• _Available data_

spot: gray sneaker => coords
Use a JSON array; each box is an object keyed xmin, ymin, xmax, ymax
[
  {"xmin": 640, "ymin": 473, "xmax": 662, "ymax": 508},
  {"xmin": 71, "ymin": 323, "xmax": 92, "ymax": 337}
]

• _What you need to do_
Shift every box in the records by 94. Reproduce all the lines above in full, requests included, with 94 added to each coordinate value in the answers.

• _Completed task_
spot: gray sneaker => coords
Use a JSON array; each box is an object keyed xmin, ymin, xmax, ymax
[
  {"xmin": 734, "ymin": 567, "xmax": 756, "ymax": 602},
  {"xmin": 165, "ymin": 417, "xmax": 186, "ymax": 431}
]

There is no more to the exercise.